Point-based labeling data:

::::::

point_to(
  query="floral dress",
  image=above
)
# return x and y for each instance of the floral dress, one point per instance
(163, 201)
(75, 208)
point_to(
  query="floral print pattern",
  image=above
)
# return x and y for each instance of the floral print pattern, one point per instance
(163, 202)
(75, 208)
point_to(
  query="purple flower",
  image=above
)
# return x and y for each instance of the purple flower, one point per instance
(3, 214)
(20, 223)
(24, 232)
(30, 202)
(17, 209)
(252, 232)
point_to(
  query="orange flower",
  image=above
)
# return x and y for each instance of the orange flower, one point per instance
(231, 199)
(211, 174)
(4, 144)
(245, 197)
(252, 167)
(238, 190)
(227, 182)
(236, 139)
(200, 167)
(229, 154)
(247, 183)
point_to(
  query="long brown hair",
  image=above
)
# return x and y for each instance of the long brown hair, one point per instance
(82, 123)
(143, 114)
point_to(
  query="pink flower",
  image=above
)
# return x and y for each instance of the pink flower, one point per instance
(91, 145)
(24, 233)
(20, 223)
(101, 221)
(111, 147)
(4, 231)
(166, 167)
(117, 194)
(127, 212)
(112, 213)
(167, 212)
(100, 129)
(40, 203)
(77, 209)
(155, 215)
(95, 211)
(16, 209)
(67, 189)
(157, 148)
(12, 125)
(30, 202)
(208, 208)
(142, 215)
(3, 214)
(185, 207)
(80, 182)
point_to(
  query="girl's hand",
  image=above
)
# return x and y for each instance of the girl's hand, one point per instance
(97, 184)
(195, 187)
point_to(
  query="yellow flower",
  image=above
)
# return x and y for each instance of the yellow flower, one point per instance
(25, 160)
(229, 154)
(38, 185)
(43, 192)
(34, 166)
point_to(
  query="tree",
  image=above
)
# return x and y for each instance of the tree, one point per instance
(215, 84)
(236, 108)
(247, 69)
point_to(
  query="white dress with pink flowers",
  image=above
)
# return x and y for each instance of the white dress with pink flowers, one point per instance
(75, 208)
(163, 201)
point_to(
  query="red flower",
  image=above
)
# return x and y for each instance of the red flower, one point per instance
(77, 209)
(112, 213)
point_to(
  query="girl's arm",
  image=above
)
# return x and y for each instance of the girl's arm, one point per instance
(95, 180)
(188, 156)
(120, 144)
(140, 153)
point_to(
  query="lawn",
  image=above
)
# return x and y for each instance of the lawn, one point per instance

::::::

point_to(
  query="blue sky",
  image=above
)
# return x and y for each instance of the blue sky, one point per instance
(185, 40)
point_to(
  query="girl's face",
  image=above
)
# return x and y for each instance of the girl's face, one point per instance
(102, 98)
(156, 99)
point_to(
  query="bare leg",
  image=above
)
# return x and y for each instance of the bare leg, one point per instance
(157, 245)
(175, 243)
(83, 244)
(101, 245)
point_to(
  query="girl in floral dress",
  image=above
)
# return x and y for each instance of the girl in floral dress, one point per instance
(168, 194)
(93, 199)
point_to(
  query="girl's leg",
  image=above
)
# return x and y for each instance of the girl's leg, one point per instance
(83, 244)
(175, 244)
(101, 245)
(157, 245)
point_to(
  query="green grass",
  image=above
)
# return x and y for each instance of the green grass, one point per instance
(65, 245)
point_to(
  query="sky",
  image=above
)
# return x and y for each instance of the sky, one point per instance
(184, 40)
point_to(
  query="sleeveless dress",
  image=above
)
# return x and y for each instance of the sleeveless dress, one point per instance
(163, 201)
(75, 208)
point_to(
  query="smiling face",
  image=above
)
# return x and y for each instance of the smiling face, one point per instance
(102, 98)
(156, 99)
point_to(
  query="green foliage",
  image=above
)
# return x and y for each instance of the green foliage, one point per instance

::::::

§ **STATED PROBLEM**:
Report how many lines of the data contain the string "flowers", treating uppercase and lowercase as different. Give only the number.

§ **ANSWER TO THE PROBLEM**:
2